• **SOLICITUD DE TRABAJO 1**: Transcribe del texto sobre Los Rubios el pasaje que comienza en "En Los Rubios" y termina en "con pelucas rubias.".
• **SOLICITUD DE TRABAJO 2**: Indica si cada afirmación concuerda con el texto sobre Los Rubios. Responde sí o no y cita literalmente las palabras del texto que lo deciden. (a) Se busca reconstruir la identidad de los padres tal como los recuerdan sus compañeros. (b) El final muestra al grupo de investigadores con pelucas rubias. (c) La identidad de la generación de los hijos puede restituirse apelando a la memoria de los otros.
• **SOLICITUD DE TRABAJO 3**: Prosigue el texto sobre Los Rubios a partir de su última oración.

• **TEXTO DEL DOCUMENTO**:
En Los Rubios se trata de reconstruir la identidad de unos padres pertenecientes a “la generación diezmada”, pero no tal y cómo los recuerdan sus compañeros ni para satisfacer algún tipo de narración política que la generación derrotada reclama y precisa. Sino para reconstruir la propia identidad quebrada de la generación que le sigue -la de sus hijos-, imposible de restituir por medio de la apelación a la memoria de los otros. Es la propia Carri la que busca recomponer esos pedazos astillados del pasado con los restos distorsionados de recuerdos que va buscando aquí y allá, y que conducen a ese final que -sobre fondo del cover de Charly García de “influencia”- muestra al grupo de investigadores que protagoniza el film marchando de espaldas con pelucas rubias.

Datos de señalamiento mediante expresiones referenciales
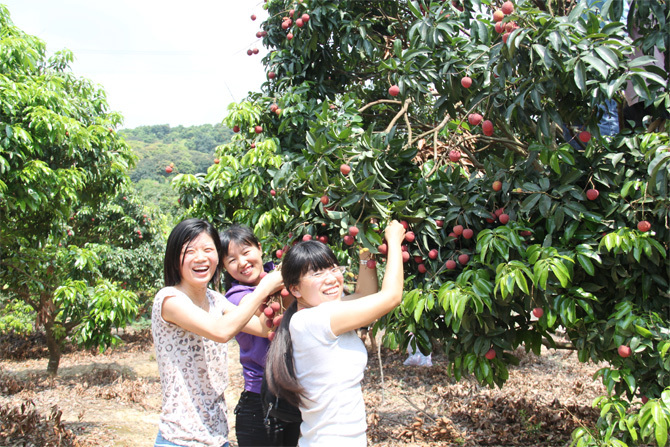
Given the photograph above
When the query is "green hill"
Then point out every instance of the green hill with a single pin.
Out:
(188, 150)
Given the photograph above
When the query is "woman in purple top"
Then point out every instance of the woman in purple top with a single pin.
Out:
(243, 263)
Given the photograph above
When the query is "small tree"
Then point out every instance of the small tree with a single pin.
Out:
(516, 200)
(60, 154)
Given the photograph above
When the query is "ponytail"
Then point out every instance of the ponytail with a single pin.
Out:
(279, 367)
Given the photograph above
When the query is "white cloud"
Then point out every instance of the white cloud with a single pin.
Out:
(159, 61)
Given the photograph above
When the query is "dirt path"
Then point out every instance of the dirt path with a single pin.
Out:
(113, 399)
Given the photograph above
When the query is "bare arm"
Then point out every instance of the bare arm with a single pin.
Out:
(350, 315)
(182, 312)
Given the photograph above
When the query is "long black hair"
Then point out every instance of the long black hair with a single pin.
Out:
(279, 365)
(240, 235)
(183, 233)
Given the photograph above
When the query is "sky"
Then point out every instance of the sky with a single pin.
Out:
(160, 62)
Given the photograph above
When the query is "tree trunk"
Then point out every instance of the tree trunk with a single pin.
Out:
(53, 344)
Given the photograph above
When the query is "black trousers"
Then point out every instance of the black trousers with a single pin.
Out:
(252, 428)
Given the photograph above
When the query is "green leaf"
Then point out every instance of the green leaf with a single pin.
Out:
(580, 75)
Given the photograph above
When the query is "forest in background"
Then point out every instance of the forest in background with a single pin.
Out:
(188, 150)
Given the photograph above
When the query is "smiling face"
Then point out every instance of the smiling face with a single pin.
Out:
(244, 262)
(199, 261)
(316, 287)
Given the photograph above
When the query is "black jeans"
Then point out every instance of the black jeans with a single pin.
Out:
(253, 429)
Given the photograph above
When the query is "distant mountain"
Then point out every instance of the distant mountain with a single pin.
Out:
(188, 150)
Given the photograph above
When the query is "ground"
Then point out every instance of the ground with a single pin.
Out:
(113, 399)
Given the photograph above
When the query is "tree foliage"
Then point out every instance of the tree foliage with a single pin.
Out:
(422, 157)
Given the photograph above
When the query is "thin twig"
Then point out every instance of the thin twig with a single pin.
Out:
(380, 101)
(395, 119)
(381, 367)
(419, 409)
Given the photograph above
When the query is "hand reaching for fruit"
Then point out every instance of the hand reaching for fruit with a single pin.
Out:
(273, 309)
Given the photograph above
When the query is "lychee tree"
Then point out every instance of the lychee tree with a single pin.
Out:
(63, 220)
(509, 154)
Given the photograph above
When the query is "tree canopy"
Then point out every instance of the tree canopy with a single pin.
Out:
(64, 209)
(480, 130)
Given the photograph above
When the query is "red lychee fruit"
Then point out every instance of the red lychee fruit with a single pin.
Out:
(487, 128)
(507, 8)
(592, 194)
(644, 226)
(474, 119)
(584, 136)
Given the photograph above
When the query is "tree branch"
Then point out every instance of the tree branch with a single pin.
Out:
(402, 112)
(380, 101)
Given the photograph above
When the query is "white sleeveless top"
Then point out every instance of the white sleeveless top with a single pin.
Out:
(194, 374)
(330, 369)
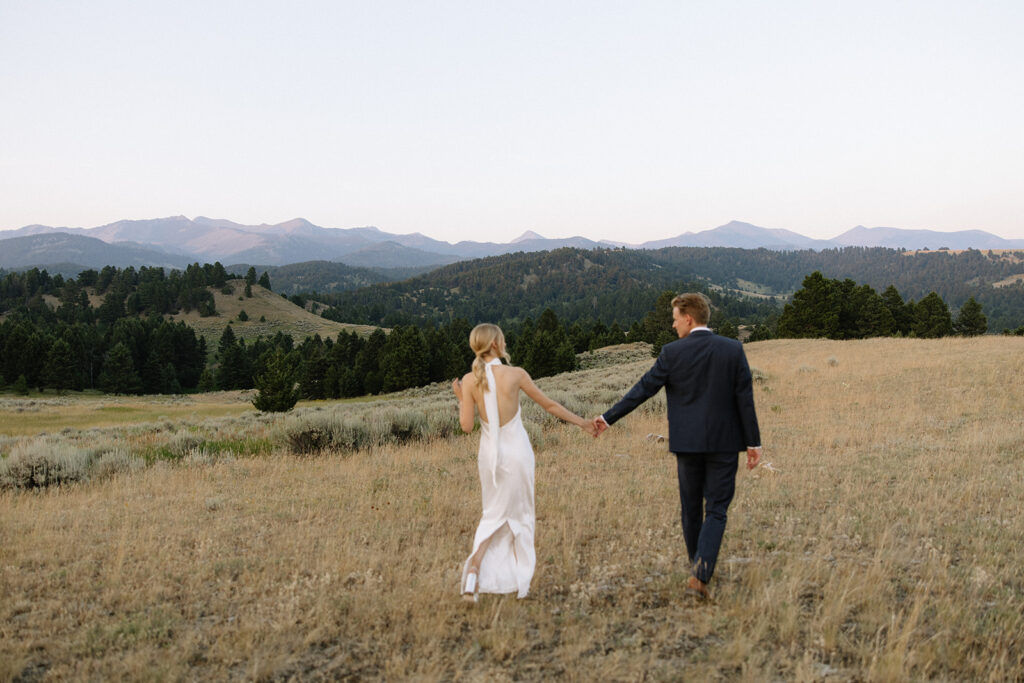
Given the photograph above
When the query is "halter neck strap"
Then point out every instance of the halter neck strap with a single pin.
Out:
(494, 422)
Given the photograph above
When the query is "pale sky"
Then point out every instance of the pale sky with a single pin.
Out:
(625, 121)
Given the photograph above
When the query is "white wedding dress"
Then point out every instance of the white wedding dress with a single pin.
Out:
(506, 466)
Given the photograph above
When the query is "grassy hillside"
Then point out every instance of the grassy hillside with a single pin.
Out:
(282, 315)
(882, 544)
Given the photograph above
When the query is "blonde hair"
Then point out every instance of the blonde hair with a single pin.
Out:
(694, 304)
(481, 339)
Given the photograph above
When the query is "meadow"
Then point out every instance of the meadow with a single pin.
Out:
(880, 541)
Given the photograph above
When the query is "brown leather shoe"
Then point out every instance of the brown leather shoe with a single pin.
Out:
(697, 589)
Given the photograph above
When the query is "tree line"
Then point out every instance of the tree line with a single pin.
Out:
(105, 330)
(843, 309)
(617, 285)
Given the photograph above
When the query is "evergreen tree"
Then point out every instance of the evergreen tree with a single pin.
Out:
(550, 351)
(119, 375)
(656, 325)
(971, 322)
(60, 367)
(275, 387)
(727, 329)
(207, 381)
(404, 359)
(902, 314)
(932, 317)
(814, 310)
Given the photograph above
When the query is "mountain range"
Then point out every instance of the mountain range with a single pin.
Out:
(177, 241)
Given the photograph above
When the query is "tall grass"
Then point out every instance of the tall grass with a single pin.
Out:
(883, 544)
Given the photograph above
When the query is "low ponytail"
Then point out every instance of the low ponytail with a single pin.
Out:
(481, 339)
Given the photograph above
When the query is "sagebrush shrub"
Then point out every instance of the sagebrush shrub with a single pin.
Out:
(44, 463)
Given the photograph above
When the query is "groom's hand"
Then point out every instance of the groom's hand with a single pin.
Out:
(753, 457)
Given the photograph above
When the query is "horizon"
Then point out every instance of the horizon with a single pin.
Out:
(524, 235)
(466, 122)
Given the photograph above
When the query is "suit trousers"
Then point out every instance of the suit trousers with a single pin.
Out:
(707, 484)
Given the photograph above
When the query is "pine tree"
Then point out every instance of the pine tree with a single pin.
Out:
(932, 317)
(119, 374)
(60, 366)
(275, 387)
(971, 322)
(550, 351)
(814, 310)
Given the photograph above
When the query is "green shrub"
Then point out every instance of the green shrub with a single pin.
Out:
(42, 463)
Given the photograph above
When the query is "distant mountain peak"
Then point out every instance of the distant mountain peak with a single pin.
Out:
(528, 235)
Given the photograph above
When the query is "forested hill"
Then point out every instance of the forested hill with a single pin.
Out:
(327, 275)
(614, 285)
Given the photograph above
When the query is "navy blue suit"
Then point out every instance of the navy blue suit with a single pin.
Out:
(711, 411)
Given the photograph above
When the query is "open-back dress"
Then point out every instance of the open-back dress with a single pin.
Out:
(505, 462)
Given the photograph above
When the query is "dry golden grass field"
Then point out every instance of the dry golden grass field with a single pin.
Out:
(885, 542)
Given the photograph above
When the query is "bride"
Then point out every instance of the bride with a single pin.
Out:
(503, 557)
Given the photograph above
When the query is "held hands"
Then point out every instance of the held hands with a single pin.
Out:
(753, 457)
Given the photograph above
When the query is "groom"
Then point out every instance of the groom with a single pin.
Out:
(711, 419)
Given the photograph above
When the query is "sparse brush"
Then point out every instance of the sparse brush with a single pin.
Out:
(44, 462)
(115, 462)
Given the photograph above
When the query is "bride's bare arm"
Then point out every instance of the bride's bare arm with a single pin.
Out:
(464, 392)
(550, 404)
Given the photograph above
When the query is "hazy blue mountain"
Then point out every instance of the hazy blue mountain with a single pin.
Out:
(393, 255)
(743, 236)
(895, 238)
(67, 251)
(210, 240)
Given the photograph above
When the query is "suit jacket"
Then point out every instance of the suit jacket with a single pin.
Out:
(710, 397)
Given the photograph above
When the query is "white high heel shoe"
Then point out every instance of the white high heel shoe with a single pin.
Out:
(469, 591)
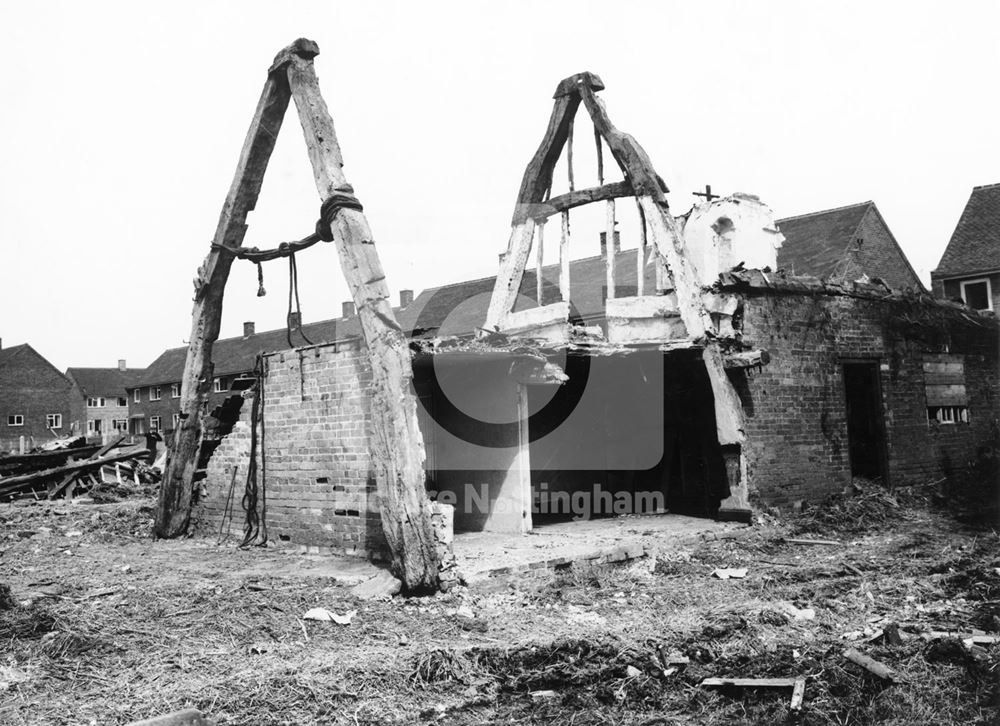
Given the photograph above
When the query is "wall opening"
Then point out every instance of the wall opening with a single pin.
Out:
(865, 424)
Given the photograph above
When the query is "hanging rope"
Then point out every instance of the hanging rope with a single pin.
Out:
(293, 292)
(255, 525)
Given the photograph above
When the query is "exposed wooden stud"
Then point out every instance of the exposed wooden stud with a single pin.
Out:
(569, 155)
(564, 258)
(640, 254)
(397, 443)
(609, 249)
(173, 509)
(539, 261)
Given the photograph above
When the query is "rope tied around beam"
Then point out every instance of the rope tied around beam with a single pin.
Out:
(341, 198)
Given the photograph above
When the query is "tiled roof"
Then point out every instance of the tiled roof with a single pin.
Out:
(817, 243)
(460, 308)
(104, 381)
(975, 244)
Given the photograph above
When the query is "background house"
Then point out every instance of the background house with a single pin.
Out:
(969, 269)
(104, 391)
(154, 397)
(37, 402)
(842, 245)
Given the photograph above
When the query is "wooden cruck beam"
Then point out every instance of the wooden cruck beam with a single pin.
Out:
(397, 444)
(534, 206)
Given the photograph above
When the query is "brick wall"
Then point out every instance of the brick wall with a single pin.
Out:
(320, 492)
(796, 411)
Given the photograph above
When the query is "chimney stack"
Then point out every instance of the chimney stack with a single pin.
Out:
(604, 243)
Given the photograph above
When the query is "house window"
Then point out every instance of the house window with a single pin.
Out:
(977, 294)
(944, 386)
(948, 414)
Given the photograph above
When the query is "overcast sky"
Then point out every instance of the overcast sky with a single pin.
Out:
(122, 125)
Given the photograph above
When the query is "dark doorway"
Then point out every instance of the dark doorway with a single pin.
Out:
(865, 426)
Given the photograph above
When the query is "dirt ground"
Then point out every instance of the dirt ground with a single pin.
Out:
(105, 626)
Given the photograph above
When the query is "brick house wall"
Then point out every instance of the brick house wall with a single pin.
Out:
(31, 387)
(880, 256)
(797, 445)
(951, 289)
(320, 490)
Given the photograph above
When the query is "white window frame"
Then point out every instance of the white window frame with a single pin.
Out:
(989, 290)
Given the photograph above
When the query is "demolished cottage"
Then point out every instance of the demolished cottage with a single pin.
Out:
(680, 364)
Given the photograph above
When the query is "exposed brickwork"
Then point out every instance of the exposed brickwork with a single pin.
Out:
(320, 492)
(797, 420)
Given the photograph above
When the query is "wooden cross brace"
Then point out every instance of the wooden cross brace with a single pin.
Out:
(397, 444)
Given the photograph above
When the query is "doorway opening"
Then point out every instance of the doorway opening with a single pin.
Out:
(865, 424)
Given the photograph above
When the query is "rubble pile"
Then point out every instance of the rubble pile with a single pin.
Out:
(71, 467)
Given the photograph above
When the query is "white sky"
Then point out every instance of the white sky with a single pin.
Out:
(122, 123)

• **RESULTADO DE LA TAREA 1**:
En Los Rubios se trata de reconstruir la identidad de unos padres pertenecientes a “la generación diezmada”, pero no tal y cómo los recuerdan sus compañeros ni para satisfacer algún tipo de narración política que la generación derrotada reclama y precisa. Sino para reconstruir la propia identidad quebrada de la generación que le sigue -la de sus hijos-, imposible de restituir por medio de la apelación a la memoria de los otros. Es la propia Carri la que busca recomponer esos pedazos astillados del pasado con los restos distorsionados de recuerdos que va buscando aquí y allá, y que conducen a ese final que -sobre fondo del cover de Charly García de “influencia”- muestra al grupo de investigadores que protagoniza el film marchando de espaldas con pelucas rubias.

• **RESULTADO DE LA TAREA 2**:
(a) No: "pero no tal y cómo los recuerdan sus compañeros".
(b) Sí: "muestra al grupo de investigadores que protagoniza el film marchando de espaldas con pelucas rubias".
(c) No: "imposible de restituir por medio de la apelación a la memoria de los otros".

• **RESULTADO DE LA TAREA 3**:
Con el trasfondo de esas pelucas que se alejan de la cámara podemos seguir los pasos de Susana Giménez desde la oficina donde se tomó la fotografía con la secretaria de la Presidencia hacia el balcón presidencial donde se unió a Javier Milei para saludar hacia la nada (una plaza vacía y una caricatura comunicativa) y darle un nuevo giro a un historial de simulacros donde dos sustantivos vuelven a componer el binomio que atraviesa las escenas del desastre: “balcón” y “rubia”. Aceptamos que hubo un tiempo en que esa locación tuvo un componente mítico y emocional: Eva toma el micrófono y se dirige a una multitud, Eva saluda, Eva es abrazada por su esposo, Juan Perón, el del cabello oscuro, aindiado, y en esas pigmentaciones diferenciadas también podía jugarse la alianza de clases.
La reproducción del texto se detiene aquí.